• _Saved data entries_

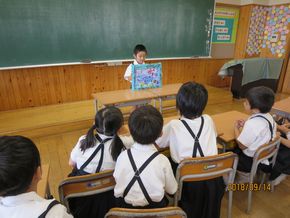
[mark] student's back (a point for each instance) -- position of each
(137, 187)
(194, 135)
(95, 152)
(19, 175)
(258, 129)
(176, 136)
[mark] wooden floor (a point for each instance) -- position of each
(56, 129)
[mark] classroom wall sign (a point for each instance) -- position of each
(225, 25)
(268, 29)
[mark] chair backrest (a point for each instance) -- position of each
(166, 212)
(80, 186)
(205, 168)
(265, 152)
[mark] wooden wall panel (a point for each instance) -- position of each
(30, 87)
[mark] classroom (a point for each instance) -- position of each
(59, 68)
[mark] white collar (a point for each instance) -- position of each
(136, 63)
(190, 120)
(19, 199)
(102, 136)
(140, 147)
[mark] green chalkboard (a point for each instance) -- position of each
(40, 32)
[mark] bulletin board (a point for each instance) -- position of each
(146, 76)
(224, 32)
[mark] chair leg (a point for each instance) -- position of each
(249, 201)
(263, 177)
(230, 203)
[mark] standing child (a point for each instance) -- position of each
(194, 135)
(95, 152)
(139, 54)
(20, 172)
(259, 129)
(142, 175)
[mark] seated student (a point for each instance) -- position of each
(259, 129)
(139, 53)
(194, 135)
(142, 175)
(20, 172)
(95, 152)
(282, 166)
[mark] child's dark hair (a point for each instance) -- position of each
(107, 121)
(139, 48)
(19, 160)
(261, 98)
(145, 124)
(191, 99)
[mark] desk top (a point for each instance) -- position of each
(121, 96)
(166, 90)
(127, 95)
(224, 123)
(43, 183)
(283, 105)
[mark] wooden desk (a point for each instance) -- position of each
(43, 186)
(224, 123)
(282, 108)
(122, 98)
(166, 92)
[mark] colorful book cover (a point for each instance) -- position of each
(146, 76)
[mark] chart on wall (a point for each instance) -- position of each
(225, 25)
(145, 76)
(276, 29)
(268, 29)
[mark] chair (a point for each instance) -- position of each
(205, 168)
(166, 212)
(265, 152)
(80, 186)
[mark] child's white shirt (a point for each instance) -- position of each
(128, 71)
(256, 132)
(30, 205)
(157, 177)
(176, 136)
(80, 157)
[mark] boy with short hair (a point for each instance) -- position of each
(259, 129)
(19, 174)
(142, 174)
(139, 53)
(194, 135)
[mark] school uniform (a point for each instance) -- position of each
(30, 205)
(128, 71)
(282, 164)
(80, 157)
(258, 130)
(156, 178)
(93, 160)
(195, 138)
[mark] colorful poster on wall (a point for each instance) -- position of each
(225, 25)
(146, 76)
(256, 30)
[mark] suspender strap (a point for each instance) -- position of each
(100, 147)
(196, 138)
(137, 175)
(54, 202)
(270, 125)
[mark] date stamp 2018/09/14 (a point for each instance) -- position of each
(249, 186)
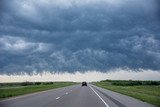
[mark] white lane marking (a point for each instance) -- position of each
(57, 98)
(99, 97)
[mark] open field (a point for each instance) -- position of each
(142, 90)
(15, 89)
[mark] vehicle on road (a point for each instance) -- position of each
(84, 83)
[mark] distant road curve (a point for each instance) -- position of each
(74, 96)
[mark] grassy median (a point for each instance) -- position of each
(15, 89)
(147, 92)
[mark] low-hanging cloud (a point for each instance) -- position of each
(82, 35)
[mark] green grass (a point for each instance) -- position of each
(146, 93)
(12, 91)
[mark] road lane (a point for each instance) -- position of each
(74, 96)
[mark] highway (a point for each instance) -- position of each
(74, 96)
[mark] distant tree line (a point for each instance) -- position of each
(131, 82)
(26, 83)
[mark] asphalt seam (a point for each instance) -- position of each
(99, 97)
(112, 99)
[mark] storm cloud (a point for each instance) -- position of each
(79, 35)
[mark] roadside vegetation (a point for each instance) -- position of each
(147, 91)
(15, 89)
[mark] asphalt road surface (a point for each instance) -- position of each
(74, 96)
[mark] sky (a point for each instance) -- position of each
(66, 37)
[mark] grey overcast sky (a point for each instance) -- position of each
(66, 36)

• _EXERCISE GOAL_
Copy out all the records exactly as they read, and omit the pictures.

• _RESULT OF THIS EXERCISE_
[mark] student's back (a point for each instance) -- position of each
(137, 187)
(194, 135)
(95, 152)
(19, 175)
(258, 129)
(176, 136)
[mark] wooden floor (a point for each instance) -- position of each
(56, 129)
[mark] classroom wall sign (a point for each instance) -- position of each
(225, 25)
(268, 29)
[mark] chair backrest (a point for each instance) -- position of each
(166, 212)
(80, 186)
(205, 168)
(265, 152)
[mark] wooden wall panel (a point for each instance) -- position of each
(30, 87)
[mark] classroom (a point for each instance) -- position of each
(59, 68)
[mark] white collar (a point for each instance) -- position of each
(136, 63)
(190, 120)
(19, 199)
(102, 136)
(140, 147)
[mark] green chalkboard (a point for each instance) -- position of each
(40, 32)
[mark] bulletin board (a point for each instance) -- position of each
(146, 76)
(224, 32)
[mark] chair leg (a point for each instance) -- position of each
(249, 201)
(263, 177)
(230, 203)
[mark] standing child (a point for each instance) -- position of each
(194, 135)
(95, 152)
(139, 54)
(20, 172)
(259, 129)
(142, 175)
[mark] seated student (a point for each instance) -- position of each
(259, 129)
(139, 53)
(194, 135)
(142, 175)
(20, 172)
(95, 152)
(282, 166)
[mark] child's dark hair (a point for each instance) -- position of each
(107, 121)
(139, 48)
(19, 160)
(261, 98)
(145, 124)
(191, 99)
[mark] desk top (a point for each instance) -- position of each
(121, 96)
(166, 90)
(127, 95)
(224, 123)
(43, 183)
(283, 105)
[mark] wooden desk (a point for each instance) -- position of each
(43, 186)
(224, 123)
(282, 108)
(122, 98)
(166, 92)
[mark] colorful book cover (a point for each instance) -- position of each
(146, 76)
[mark] chart on wall (a point for each instance) -- position of each
(225, 25)
(145, 76)
(276, 29)
(268, 29)
[mark] chair (a point for each instance) -- position of each
(205, 168)
(166, 212)
(265, 152)
(80, 186)
[mark] child's white shirt (a point for each instance) -- position of each
(128, 71)
(256, 132)
(30, 205)
(157, 177)
(176, 136)
(80, 157)
[mark] boy with short hair (a point for each instance) -- position of each
(259, 129)
(19, 174)
(142, 174)
(139, 53)
(194, 135)
[mark] school uniform (a point for each instance) -- position of each
(30, 205)
(128, 71)
(282, 164)
(80, 157)
(258, 130)
(156, 178)
(93, 160)
(195, 138)
[mark] colorful poster on wall (a point for each instance) -- position of each
(225, 25)
(146, 76)
(256, 30)
[mark] suspender strap (a point for each instance) -- position of each
(100, 147)
(196, 138)
(137, 175)
(54, 202)
(270, 125)
[mark] date stamp 2018/09/14 (a point for each instance) -- position of each
(249, 186)
[mark] white lane marking (a point for each instance) -- position of each
(57, 98)
(99, 97)
[mark] open field (a point for each instance) -- position of each
(142, 90)
(15, 89)
[mark] vehicle on road (a point for each instance) -- position of each
(84, 83)
[mark] distant road curve (a point for each instance) -- position of each
(74, 96)
[mark] grassy median (a point for each instance) -- position of each
(15, 89)
(147, 92)
[mark] low-hanging cloud (a point for each instance) -- position of each
(82, 35)
[mark] green grass (a point for each instance) -- position of each
(146, 93)
(12, 91)
[mark] road lane (a point for each instance) -- position of each
(74, 96)
[mark] highway (a point for each instance) -- position of each
(74, 96)
[mark] distant tree line (a point for each instance) -- position of each
(131, 82)
(26, 83)
[mark] asphalt seam (a point for each instance) -- position of each
(99, 97)
(112, 99)
[mark] storm cloud (a point for each instance) -- position of each
(79, 35)
[mark] roadside vegetation (a point for each instance) -- position of each
(147, 91)
(15, 89)
[mark] asphalt road surface (a point for each instance) -- position of each
(74, 96)
[mark] sky (a point for each instance) -- position of each
(66, 37)
[mark] grey overcast sky (a point for each instance) -- position of each
(66, 36)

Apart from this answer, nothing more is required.